Page text
►

Unfortunately, the “primary display fields” are about how the Bubble editor displays the data.

Nice idea :smiley: Does this move the problem from collisions on create to collisions on allocate existing?

I haven’t tested, but i have to assume it works until it’s tested :wink:

I have a fix for this. As you might expect, the solution reminds us of a sad, annoying fact: that Bubble is exceedingly stingy with server compute.

(What I’m saying is that server compute on Bubble is VERY expensive vis-a-vis other available solutions. By “other available”, I mean “outside of the Bubble environment”. I don’t mean to imply that you have other options if you desire to stay within the Bubble ecosysetem. @mishav (welcome back, BTW, @mishav! … glad to see that you weren’t actually eaten by a dingo, as I had guessed) points toward another solution, which in all honesty, I think is NOT correct, but another Bubbler did come up with it and it seems to work, but you’d need to rebuild it for yourself on some Function-as-a-Service platform [of course, since the time of that posting, FaaS services have multiplied like methbunnies and – if you chose to go that route – you’d have a wealth of choices… but I digress].)

OK, back to the matter at hand: You don’t need recursive workflows to do this, but you do need some tools that are not in the vanilla Bubble arsenal. ALSO, my solution (first version) uses the brand-new “Database Trigger Event” AND (more importantly) the very latest version of various SSAs from my “List Popper & Friends” plugin. (So, go get that.)

◄

Direction 1
In the Bubble forum thread, which plugin supplies the SSAs that the first version of the fix relies on?
Direction 2
Pick up the Bubble forum thread right after its last sentence and keep writing in the same voice.

Given information

►

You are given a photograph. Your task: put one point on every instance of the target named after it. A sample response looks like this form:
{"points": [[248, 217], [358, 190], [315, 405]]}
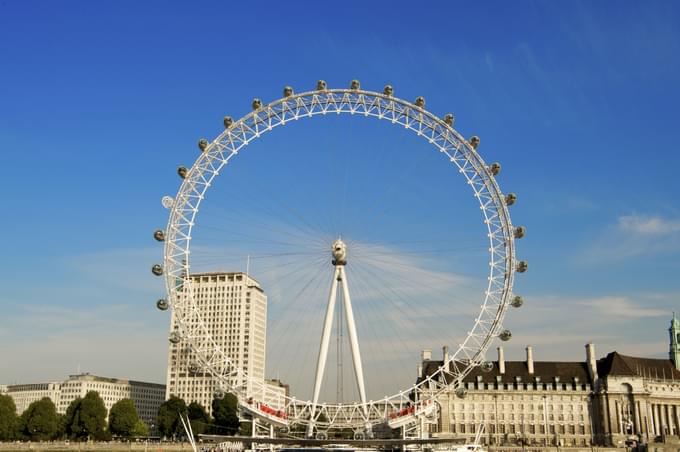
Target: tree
{"points": [[168, 416], [141, 429], [86, 418], [70, 429], [40, 422], [9, 421], [199, 418], [123, 418], [225, 414]]}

◄

Answer 1
The "List Popper & Friends" plugin.

Answer 2
The core problem comes down to this: Multiple Orders may hit the database at the same (or very close to the same) time. And, at such times, doing something like:

Search for Orders (sort by whatever) or even Search for Orders:count

will return both orders that have BEEN processed, as well as orders that have YET TO BE processed. (The processing I’m referring to is the assignment of an asymptotically increasing serial number.)

SO, you CAN’T (literally, actually can’t) get an accurate answer to the question, “What serial number should this item be?” in vanilla Bubble.

IT DOES NOT MATTER how you try and assess that value. (Whether you increment some global value [a singular database item that tracks highest serial number], getting highest serial number from a search, etc., etc. All answers will – at some times – be incorrect.)

And, yet, WE CAN (sometimes) SEE THE ANSWER. If we haven’t had a workflow in a while and our capacity isn’t maxed out, there will only be 1 unprocessed order when we do our backend/server-side/API workflow. And that item is the item we want to work on (assign a serial number to). And the serial number we should assign it is equal to the total number of Orders in the database at that moment.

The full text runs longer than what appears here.